The request ▸ Retype everything in the listing, leaving each line exactly as it is.

Supplied records ▸
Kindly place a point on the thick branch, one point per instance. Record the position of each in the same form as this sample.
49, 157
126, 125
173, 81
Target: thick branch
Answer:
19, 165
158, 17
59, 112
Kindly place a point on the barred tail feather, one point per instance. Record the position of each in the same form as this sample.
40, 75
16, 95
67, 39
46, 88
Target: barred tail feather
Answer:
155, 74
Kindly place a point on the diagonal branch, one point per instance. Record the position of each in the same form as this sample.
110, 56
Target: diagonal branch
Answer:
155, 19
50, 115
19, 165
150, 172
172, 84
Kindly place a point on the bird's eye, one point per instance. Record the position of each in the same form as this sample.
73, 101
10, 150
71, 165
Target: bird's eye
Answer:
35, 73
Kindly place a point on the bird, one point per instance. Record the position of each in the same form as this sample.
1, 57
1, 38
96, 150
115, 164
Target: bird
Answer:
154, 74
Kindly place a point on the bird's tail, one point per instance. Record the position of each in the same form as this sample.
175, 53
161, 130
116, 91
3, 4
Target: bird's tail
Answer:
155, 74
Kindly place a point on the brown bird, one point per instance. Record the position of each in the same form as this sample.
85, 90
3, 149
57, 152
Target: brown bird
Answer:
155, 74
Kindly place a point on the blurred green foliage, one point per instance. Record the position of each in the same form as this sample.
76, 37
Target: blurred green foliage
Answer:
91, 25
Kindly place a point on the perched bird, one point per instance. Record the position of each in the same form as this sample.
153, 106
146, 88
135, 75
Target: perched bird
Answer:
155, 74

Answer to the task ▸
Kindly place a point on the thick branch, one point per instance. Record the position of each in the same form as this sample.
49, 157
126, 125
173, 81
Target: thick branch
Answer:
19, 165
158, 17
59, 112
Kindly place a point on the barred tail feather, one point per instance. Record the position of each in the same form as this sample.
40, 75
16, 95
67, 39
46, 88
Target: barred tail feather
Answer:
155, 74
Kindly place a point on the diagonal branch, one point per instance. Record the position of each in the same form as this sample.
110, 56
Target: diagonal branch
Answer:
155, 19
50, 115
19, 165
150, 172
172, 84
Kindly place a point on the bird's eye, one point per instance. Record the position of each in the same form as this sample.
73, 101
10, 150
71, 165
Target: bird's eye
Answer:
35, 73
Kindly place a point on the bird, one point per instance. Record the position of each in the same form as this sample.
1, 57
1, 38
96, 150
115, 164
Target: bird
Answer:
154, 74
Kindly place a point on the bird's tail, one point per instance. Record the position of each in the same form as this sample.
175, 53
161, 130
116, 91
3, 4
Target: bird's tail
Answer:
155, 74
Kindly place a point on the brown bird, one point per instance. Record the position of each in the same form as this sample.
85, 90
3, 149
57, 152
Target: brown bird
Answer:
155, 74
Kindly place a point on the blurred green foliage, one point per instance. Record the position of each in the same form as this sample.
76, 37
Target: blurred green foliage
Answer:
91, 25
Kindly place a point on the perched bird, one point per instance. Record the position of each in the same form as this sample.
153, 106
146, 88
135, 75
Target: perched bird
Answer:
155, 74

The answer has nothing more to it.